All entries are to be given again verbatim.

Extracted material
------------
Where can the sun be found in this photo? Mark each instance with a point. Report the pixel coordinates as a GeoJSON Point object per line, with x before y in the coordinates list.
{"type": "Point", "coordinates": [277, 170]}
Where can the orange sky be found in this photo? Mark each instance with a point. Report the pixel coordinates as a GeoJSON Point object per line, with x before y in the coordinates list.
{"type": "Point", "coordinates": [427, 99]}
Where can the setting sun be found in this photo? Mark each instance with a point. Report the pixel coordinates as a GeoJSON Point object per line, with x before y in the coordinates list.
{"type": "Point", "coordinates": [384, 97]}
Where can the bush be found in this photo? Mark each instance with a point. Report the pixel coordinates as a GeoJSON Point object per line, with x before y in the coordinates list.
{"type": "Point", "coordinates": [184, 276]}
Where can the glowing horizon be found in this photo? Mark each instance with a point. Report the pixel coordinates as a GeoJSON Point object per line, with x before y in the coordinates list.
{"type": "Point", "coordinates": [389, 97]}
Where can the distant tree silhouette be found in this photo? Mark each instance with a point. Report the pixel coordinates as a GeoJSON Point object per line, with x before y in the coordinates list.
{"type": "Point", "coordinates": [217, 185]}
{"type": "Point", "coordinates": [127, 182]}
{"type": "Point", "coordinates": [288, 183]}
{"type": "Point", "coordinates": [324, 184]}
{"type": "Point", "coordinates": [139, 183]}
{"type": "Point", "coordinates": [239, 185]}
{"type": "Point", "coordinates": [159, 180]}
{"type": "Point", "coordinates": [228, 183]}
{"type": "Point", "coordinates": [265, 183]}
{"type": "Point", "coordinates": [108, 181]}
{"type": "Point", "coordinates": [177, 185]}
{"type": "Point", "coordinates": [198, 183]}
------------
Task result
Where can the sun be found in this photo? Mark each instance with a point. Report the pixel coordinates as a GeoJSON Point object per line, with x before y in the coordinates list.
{"type": "Point", "coordinates": [277, 170]}
Where can the orange sky be found in this photo? Mark each instance with a point. Report the pixel coordinates as a GeoJSON Point object per line, with x before y in the coordinates list.
{"type": "Point", "coordinates": [427, 99]}
Where can the setting sun be found in this photo? Mark each instance with a point. Report the pixel coordinates as a GeoJSON Point object per line, with x before y in the coordinates list.
{"type": "Point", "coordinates": [384, 97]}
Where can the bush be found in this photo? Mark each instance with a point. Report the pixel coordinates as a GeoJSON Point object per line, with x before y in the coordinates list.
{"type": "Point", "coordinates": [184, 276]}
Where can the glowing horizon be found in this photo? Mark each instance with a point. Report the pixel coordinates as a GeoJSON Point object per line, with x before y in the coordinates list.
{"type": "Point", "coordinates": [389, 97]}
Where can the distant tree silhouette be found in this photo? Mark each instance with a point. Report the pixel coordinates as a GeoJSON Point object per line, with x before y in the coordinates list.
{"type": "Point", "coordinates": [217, 185]}
{"type": "Point", "coordinates": [127, 182]}
{"type": "Point", "coordinates": [288, 183]}
{"type": "Point", "coordinates": [324, 184]}
{"type": "Point", "coordinates": [139, 183]}
{"type": "Point", "coordinates": [239, 185]}
{"type": "Point", "coordinates": [159, 180]}
{"type": "Point", "coordinates": [228, 183]}
{"type": "Point", "coordinates": [265, 183]}
{"type": "Point", "coordinates": [108, 181]}
{"type": "Point", "coordinates": [177, 185]}
{"type": "Point", "coordinates": [198, 183]}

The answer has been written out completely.